▸ Aim of the task: Transcribe, word for word, the line containing "Exercise. Locate the green tree" and each line following it through the end of the listing below. Omit all other lines.

▸ Study material:
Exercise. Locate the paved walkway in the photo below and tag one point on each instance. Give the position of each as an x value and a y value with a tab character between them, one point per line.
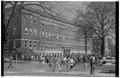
34	68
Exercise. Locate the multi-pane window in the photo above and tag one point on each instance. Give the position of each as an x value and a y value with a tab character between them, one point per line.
31	31
25	43
35	31
30	44
43	33
35	45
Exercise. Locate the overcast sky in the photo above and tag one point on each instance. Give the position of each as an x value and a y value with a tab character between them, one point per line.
68	8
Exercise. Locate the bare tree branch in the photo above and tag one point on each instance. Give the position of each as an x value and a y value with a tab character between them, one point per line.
106	31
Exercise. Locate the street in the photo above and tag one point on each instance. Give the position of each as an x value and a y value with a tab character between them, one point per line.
37	69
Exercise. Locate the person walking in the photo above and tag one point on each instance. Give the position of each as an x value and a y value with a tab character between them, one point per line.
58	66
72	63
92	65
85	63
10	62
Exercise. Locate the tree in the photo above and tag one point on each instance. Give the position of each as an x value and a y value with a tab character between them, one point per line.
15	7
101	16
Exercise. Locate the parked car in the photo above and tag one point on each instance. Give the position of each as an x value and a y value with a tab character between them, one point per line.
108	60
109	67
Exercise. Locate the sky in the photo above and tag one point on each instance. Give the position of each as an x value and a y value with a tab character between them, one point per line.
68	8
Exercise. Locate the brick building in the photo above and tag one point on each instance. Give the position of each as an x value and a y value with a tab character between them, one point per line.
43	34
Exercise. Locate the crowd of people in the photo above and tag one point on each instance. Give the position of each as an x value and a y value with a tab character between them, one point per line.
65	63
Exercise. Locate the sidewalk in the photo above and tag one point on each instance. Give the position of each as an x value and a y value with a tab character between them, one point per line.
85	73
35	67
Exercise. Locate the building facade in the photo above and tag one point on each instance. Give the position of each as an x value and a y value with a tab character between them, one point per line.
44	35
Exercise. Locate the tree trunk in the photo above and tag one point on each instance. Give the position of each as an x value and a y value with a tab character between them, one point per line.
86	44
103	47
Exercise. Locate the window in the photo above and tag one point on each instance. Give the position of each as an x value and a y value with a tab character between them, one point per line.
25	43
30	31
46	34
14	31
43	34
43	23
35	31
40	21
30	44
26	31
35	45
49	35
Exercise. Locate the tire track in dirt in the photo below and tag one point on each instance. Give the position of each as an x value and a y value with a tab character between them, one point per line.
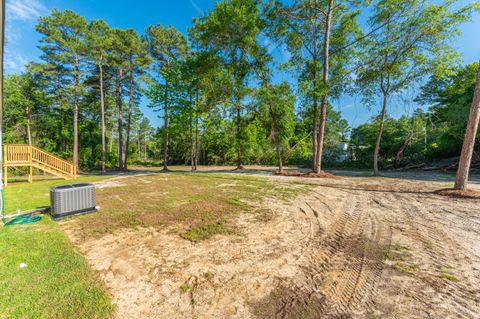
441	250
343	269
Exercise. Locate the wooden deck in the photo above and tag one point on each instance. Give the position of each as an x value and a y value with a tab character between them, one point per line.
19	155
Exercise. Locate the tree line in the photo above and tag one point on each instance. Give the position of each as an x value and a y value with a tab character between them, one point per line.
215	87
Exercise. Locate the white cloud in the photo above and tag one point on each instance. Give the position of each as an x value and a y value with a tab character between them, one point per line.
14	62
24	9
197	7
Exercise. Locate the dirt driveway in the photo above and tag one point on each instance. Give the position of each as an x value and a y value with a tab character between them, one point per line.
347	248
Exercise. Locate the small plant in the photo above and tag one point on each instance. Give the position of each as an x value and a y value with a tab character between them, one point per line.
186	288
207	231
405	268
394	252
447	275
208	275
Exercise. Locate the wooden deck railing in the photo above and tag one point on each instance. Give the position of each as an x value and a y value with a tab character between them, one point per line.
28	155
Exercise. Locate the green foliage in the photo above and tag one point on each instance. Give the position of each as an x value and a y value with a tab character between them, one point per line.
449	100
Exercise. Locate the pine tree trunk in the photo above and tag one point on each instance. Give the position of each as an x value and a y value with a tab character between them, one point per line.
166	126
129	119
469	139
401	151
75	114
29	120
102	106
119	97
324	105
145	148
110	147
239	136
192	139
196	130
139	153
315	133
376	152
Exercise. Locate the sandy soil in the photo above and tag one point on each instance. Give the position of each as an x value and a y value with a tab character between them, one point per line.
349	248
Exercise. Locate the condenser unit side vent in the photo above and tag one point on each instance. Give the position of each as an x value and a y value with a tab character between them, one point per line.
67	200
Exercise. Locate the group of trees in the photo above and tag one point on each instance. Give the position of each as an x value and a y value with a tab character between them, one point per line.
216	90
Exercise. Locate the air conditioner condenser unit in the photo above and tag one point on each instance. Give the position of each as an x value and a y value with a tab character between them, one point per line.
68	200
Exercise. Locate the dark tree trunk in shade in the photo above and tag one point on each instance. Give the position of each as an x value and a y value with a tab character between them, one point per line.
376	152
461	179
119	98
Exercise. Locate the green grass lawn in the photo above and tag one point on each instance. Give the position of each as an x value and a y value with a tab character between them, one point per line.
56	282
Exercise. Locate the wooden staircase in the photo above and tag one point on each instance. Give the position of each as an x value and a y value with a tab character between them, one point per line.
17	155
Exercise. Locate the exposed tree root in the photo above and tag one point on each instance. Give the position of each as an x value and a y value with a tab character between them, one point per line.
322	174
464	193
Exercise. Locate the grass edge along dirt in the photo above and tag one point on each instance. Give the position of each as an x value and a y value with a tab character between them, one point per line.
197	205
42	275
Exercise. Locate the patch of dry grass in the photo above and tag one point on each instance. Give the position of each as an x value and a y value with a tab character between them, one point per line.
192	203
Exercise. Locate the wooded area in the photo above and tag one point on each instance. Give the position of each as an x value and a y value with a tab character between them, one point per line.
220	100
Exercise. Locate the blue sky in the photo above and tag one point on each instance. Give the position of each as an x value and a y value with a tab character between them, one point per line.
22	39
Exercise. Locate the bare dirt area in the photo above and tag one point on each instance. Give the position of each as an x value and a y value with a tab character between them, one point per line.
349	247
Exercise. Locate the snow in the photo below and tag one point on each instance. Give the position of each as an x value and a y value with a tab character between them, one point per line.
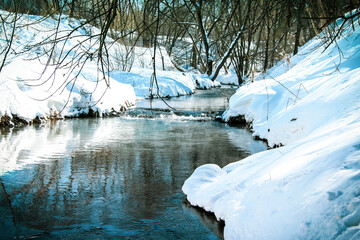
310	187
30	88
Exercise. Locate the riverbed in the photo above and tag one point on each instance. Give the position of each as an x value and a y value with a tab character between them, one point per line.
117	177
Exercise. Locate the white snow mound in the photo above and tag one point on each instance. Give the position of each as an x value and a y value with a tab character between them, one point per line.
309	188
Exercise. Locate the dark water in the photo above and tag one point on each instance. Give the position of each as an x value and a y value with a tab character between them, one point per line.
113	178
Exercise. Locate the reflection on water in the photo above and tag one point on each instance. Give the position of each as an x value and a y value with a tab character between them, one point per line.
109	178
208	219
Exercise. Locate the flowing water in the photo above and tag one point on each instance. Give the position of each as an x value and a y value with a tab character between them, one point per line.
119	177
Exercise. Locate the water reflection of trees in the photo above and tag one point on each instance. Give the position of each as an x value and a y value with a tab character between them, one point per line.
97	180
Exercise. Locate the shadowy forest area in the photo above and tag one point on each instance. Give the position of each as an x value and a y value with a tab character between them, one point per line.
208	36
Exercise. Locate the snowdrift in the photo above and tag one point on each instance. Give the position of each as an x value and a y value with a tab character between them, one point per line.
309	188
32	87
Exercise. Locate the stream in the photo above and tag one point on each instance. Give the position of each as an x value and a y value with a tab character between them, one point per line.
117	177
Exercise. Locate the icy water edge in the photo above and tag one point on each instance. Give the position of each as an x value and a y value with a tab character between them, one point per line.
116	178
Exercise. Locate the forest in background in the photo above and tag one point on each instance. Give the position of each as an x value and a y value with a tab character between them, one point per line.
248	36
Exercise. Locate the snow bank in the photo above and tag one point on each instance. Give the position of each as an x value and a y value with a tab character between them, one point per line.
32	87
309	188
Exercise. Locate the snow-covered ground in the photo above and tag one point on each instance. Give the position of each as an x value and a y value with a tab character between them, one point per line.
30	88
310	187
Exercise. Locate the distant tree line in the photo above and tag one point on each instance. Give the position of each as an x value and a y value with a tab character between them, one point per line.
250	36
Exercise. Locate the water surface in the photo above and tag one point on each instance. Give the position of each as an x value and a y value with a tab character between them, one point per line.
113	178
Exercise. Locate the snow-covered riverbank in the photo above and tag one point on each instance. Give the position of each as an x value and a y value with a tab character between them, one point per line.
309	188
32	87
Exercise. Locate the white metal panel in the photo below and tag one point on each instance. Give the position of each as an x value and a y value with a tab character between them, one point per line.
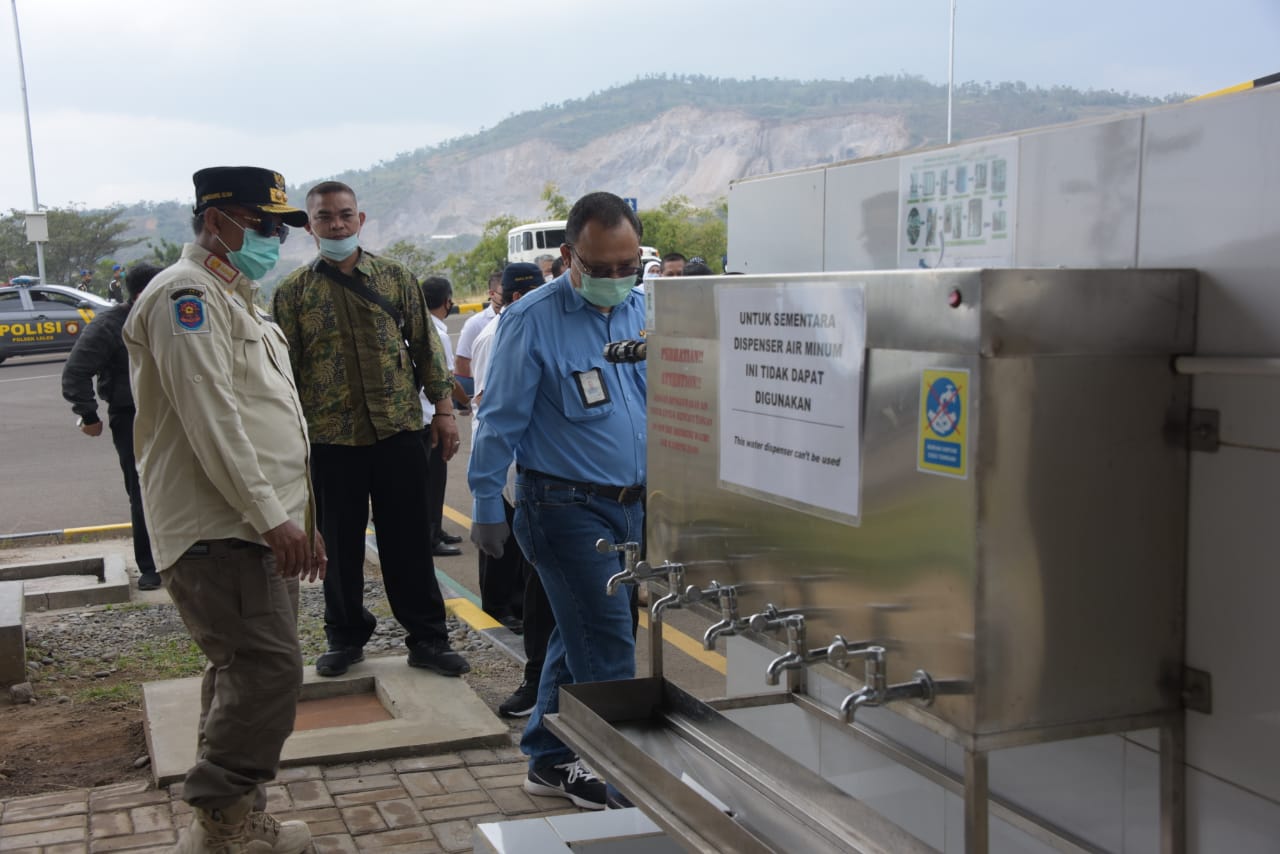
775	224
1210	181
1232	629
786	727
1078	195
1077	785
1141	799
1223	818
903	797
860	229
1004	837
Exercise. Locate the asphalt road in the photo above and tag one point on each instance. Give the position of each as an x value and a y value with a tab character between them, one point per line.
53	476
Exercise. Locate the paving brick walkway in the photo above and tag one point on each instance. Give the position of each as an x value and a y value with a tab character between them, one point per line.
414	805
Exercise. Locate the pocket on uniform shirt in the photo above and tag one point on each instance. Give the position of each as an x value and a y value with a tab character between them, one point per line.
586	393
247	347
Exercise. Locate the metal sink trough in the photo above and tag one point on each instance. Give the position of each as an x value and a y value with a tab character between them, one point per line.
709	782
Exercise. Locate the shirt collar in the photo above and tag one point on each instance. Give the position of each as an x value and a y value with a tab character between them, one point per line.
571	298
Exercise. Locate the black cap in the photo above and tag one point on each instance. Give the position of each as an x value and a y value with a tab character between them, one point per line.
247	186
521	278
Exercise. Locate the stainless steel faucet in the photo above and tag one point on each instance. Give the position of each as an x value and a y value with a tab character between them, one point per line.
730	622
877	692
631	569
675	597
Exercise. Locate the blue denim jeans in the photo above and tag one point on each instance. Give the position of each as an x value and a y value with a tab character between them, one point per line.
557	525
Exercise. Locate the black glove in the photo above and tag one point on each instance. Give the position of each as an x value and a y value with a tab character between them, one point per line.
490	538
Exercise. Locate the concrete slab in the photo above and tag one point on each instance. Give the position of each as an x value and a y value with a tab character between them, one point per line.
430	713
76	583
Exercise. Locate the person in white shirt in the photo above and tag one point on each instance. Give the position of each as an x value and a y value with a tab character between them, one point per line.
471	328
438	295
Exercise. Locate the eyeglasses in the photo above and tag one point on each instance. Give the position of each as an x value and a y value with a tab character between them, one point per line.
606	272
265	224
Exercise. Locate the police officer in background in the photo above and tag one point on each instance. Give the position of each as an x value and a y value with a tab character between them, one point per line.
100	352
223	459
115	287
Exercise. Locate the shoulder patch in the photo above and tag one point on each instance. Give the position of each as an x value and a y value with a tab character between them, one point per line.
188	311
220	268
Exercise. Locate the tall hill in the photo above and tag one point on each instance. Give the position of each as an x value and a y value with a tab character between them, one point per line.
663	136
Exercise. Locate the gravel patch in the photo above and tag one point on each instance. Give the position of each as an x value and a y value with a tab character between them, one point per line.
87	644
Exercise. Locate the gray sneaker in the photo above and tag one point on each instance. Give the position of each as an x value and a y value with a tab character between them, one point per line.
571	780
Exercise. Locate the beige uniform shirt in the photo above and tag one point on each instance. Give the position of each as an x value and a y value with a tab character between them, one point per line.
219	434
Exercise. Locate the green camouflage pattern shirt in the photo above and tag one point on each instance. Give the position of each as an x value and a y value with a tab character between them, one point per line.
350	361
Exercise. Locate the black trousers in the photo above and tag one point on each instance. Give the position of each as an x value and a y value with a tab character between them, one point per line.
437	478
122	437
502	579
391	474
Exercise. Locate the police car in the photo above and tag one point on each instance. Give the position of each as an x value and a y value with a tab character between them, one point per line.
44	318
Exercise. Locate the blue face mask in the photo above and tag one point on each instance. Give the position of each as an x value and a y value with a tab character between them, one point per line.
256	255
341	249
606	292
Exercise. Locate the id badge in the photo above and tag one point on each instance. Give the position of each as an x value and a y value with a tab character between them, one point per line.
590	387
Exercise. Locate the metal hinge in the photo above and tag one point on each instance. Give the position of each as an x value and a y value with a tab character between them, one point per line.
1202	430
1197	690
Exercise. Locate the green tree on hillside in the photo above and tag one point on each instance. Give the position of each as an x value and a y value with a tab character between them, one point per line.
419	260
163	254
77	241
469	272
677	225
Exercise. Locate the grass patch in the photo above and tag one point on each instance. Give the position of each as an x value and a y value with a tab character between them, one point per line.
128	693
163	658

▸ Finished exercise:
Exercise. Locate the green tree on hillside in the photo above and tag one point on each instance. Give the position of each as an x value and a y value with a tab character between them, one point per line.
419	260
163	254
77	241
469	272
677	225
Exercise. Locate the grass patch in the photo above and tag one point on each instance. Give the position of each as an x value and a y value with a tab character between them, one point per line.
128	693
163	658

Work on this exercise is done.